Instructions for the task:
Give back exactly the lines running from the line with "Your task: point to each instance of the green tree" to the end of the entries, and only those lines.
___ Task inputs
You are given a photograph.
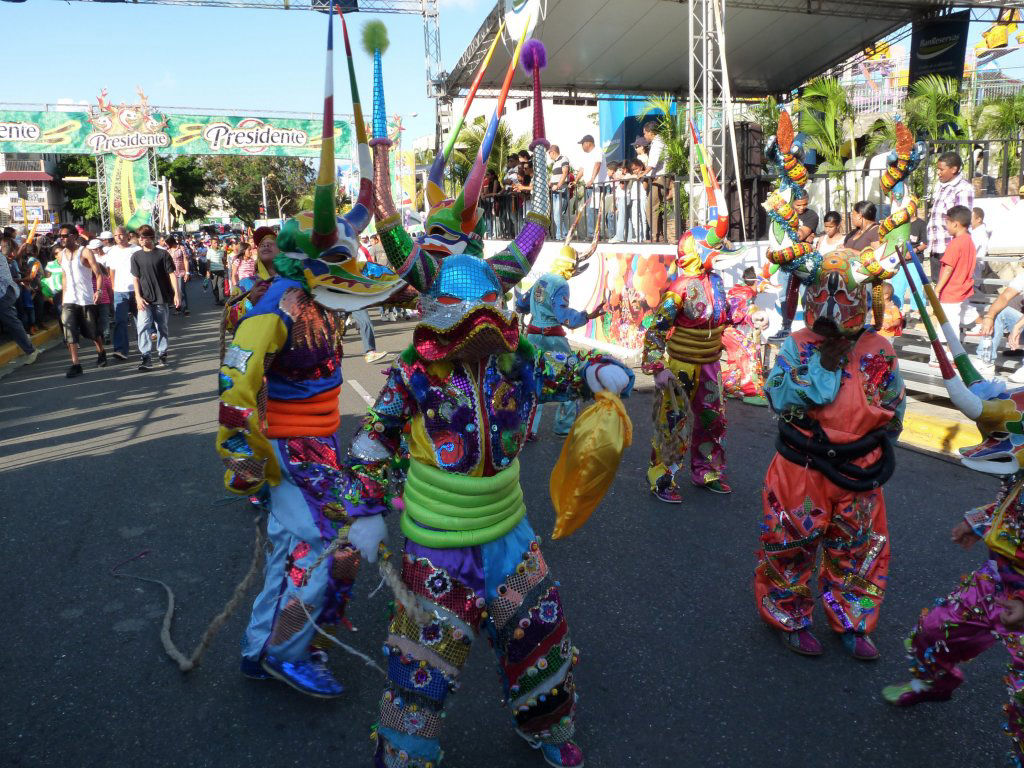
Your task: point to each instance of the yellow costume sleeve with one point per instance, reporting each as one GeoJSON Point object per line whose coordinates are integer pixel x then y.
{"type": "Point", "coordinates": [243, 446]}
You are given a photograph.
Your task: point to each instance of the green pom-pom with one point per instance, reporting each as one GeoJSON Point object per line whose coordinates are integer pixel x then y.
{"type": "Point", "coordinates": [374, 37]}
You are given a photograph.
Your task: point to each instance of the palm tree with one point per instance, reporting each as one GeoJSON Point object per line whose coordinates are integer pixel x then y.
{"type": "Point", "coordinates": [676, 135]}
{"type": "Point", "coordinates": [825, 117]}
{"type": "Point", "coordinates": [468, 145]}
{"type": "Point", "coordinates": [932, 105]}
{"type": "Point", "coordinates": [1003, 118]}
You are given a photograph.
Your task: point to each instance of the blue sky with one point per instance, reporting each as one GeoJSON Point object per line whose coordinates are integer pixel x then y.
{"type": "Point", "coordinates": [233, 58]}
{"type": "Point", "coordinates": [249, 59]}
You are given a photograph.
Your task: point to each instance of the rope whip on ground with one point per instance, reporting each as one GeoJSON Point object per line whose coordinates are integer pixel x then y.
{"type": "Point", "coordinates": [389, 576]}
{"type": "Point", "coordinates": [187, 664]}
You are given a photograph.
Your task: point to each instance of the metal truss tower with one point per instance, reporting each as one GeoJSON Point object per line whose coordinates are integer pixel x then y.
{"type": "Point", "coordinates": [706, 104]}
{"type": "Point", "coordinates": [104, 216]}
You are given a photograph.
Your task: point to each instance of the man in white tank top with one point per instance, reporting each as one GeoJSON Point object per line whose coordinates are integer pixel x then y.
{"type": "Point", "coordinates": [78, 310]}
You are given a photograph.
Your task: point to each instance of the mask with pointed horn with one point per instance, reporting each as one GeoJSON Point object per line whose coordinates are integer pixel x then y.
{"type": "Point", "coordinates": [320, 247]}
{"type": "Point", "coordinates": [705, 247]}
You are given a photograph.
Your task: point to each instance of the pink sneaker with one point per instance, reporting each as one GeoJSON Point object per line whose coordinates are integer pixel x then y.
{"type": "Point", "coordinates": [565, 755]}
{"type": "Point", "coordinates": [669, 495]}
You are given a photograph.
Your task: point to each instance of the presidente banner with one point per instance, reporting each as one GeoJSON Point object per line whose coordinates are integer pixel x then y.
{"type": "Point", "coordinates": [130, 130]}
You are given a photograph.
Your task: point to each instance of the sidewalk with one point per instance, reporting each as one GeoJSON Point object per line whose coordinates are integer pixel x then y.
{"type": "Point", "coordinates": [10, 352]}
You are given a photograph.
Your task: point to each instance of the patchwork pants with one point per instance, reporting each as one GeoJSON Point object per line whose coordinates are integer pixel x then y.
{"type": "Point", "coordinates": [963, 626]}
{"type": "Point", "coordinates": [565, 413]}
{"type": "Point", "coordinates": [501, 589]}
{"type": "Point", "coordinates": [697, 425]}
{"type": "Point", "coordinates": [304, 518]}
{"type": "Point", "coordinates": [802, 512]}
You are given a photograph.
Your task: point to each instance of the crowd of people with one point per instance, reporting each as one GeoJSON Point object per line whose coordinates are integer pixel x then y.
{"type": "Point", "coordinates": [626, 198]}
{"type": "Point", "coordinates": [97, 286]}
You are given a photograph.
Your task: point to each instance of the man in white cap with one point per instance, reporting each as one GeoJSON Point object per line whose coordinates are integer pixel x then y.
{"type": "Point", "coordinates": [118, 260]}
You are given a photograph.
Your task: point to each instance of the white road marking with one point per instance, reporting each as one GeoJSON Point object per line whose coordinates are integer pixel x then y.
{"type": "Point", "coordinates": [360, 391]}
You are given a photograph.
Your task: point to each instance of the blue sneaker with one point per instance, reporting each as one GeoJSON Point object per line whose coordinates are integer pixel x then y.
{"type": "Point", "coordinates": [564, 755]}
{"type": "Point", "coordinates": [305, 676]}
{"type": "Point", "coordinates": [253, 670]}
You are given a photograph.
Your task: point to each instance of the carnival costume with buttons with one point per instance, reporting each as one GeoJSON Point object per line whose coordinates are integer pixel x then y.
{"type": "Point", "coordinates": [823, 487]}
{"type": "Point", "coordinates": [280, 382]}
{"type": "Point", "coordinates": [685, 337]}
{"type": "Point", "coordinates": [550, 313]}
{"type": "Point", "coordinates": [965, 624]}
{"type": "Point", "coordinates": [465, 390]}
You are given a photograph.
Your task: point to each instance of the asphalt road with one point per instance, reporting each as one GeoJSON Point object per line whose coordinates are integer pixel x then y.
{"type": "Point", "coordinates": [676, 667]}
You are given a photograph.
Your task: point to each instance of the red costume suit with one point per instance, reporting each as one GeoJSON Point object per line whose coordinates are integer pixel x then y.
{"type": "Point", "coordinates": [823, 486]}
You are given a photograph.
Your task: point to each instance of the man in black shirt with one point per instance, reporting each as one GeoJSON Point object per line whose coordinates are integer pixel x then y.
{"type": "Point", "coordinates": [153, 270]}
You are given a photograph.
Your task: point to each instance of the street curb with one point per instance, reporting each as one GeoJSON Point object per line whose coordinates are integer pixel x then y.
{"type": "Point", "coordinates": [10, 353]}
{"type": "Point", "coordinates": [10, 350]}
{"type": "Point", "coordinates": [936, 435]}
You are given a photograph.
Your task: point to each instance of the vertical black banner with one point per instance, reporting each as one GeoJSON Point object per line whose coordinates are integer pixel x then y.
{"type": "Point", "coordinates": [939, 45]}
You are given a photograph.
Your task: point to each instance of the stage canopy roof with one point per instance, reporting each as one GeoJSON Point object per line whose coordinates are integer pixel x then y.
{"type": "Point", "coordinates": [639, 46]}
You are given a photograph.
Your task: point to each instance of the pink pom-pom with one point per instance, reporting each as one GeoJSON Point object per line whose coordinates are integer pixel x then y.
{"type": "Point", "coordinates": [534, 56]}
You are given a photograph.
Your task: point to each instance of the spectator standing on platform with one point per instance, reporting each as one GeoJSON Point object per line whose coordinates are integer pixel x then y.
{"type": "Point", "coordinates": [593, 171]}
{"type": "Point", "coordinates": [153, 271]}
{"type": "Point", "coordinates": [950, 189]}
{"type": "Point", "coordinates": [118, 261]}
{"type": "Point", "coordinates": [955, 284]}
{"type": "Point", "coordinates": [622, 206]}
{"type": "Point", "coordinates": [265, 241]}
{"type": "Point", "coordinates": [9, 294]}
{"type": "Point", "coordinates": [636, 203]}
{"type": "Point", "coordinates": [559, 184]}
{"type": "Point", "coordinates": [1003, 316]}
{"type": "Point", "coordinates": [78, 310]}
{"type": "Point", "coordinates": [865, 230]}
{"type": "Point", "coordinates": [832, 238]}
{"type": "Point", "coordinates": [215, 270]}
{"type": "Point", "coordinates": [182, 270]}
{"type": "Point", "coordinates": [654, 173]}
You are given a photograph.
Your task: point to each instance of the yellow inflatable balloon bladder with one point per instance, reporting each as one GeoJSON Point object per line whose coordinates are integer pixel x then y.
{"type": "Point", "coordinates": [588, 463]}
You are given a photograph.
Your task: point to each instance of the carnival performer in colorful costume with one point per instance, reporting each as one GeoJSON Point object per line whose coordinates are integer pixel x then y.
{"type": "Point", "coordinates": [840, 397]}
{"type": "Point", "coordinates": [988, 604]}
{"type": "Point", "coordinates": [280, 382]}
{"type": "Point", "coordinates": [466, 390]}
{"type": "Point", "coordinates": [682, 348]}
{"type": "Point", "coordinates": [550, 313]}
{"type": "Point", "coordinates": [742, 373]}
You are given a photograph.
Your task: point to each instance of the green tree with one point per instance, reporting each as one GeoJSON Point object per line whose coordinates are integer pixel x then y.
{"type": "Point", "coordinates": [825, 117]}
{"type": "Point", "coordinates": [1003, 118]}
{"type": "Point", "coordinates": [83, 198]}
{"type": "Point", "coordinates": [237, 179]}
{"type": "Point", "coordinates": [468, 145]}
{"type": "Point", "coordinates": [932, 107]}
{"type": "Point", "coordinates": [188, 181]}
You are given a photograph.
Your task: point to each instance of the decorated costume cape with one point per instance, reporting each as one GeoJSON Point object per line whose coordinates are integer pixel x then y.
______
Exercise response:
Your task: point to each instance of the green tree with one point per instance, reporting each as one GeoJSON Point object per line whose coordinates are integer pixel x then y.
{"type": "Point", "coordinates": [825, 117]}
{"type": "Point", "coordinates": [1003, 118]}
{"type": "Point", "coordinates": [83, 198]}
{"type": "Point", "coordinates": [237, 179]}
{"type": "Point", "coordinates": [468, 145]}
{"type": "Point", "coordinates": [932, 107]}
{"type": "Point", "coordinates": [188, 181]}
You are given a photograph.
Your task: point to each instance of the decorated costume cape with one point per instance, reporting each as one GeoJSON Point object per line whose coordinates are integer pixel x then y.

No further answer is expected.